_ACTIVITY_
Please write out each entry that follows, keeping it exactly the same.

_DATA EXTRACTS_

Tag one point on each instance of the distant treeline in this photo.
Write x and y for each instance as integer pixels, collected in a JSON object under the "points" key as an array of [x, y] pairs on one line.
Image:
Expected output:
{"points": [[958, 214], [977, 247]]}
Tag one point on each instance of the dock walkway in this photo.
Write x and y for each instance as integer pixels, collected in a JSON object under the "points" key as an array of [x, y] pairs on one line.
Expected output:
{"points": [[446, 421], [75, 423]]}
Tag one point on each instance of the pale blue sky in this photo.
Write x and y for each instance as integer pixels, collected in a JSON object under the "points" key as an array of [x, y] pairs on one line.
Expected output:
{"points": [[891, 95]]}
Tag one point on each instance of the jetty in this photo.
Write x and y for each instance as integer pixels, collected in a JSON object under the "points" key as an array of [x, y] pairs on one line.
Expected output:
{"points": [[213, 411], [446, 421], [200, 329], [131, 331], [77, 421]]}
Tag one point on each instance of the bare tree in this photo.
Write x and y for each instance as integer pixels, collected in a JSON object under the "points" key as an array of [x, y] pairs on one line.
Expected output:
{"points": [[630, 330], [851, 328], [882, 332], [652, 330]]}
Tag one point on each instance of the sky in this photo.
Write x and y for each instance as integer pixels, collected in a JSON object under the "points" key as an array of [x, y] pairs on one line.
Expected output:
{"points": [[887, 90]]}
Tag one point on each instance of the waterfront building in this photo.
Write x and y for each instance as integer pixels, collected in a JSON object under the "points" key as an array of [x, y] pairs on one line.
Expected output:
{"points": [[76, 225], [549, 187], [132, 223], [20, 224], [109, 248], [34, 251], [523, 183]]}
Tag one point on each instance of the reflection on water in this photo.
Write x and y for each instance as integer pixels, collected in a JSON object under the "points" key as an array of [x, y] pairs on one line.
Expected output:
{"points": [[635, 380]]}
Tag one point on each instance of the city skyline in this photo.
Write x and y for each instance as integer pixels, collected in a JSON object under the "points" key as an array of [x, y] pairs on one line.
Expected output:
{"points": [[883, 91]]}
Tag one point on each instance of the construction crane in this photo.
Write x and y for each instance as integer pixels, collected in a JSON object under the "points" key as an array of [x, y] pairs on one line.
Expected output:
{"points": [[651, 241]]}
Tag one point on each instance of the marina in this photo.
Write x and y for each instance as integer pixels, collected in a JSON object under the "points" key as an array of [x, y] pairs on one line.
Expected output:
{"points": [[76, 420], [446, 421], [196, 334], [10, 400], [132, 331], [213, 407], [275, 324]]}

_FINISHED TASK_
Tag one point on each instance of the distant treeline in this photo.
Write x and y for each instance as integer pixels, collected in a JSON object under the "points" key as an array of [x, y] pairs on one line.
Image:
Expected output:
{"points": [[958, 214], [977, 247]]}
Tag one point on each instance of the dock walkway in this photo.
Write x and y for each instance as integer pixels, collected in a JSON object under the "points" key as an array of [x, y] pairs on one line.
Expected output:
{"points": [[446, 421], [75, 423]]}
Tag one point on each instance of the pale blue sky in this photo.
Write x and y for each instance as integer pixels, collected in a JSON object under the "points" key as an array of [x, y] pairs on one line.
Expected output:
{"points": [[891, 95]]}
Tag one point on each instance of the jetty in this photo.
Write x and y for each instance as integer pixels, collected in a JSON object under the "points" key as an array of [x, y] pairs on one line.
Expected output:
{"points": [[213, 411], [446, 421], [200, 329], [131, 331], [77, 421]]}
Tag one point on each instance of the bare tree in this photo.
Write x and y for each instance as integer pixels, collected in a JSON object under the "points" key as an array of [x, y] pairs on one line.
Expected output:
{"points": [[630, 330], [851, 328], [882, 332], [652, 330]]}
Tag one point on each instance of the sky in this photo.
Write x and y for each instance as integer pixels, collected in a JSON object under the "points" key as an array of [x, y] pairs on one line.
Expected output:
{"points": [[887, 90]]}
Tag one point on each instance of the waterfront building in this photo.
Write x and y for each instance as integer pixels, collected in a JSON object under the "points" key as an array of [x, y] pairs on one line.
Expected output:
{"points": [[76, 225], [549, 187], [132, 223], [20, 224], [109, 248], [34, 251], [523, 183]]}
Tag one point on each instance of the reflection on water in this photo.
Write x and y for each instance as integer pixels, collected in a JSON object under the "points" key as an array of [x, y] pairs on one line.
Expected output:
{"points": [[635, 380]]}
Tag one point on each instance of the city skyline in this photo.
Write x and y for each instance as integer pixels, collected in a JSON object under the "points" key as an array of [x, y] pairs on one line.
Expected output:
{"points": [[883, 91]]}
Tag one point on each instance of the construction crane in this photo.
Write x and y for each instance as integer pixels, collected in a JSON object under the "points" key as an array of [x, y] pairs on one line.
Expected output:
{"points": [[651, 241]]}
Tag one point on each instance of the marina in this photo.
Write x and y for each instance as integer pixels, collected in a JSON object under the "points" key as an array of [x, y] pairs on one line.
Expected output:
{"points": [[76, 420], [446, 421], [196, 334], [10, 400], [132, 331], [213, 407], [275, 324]]}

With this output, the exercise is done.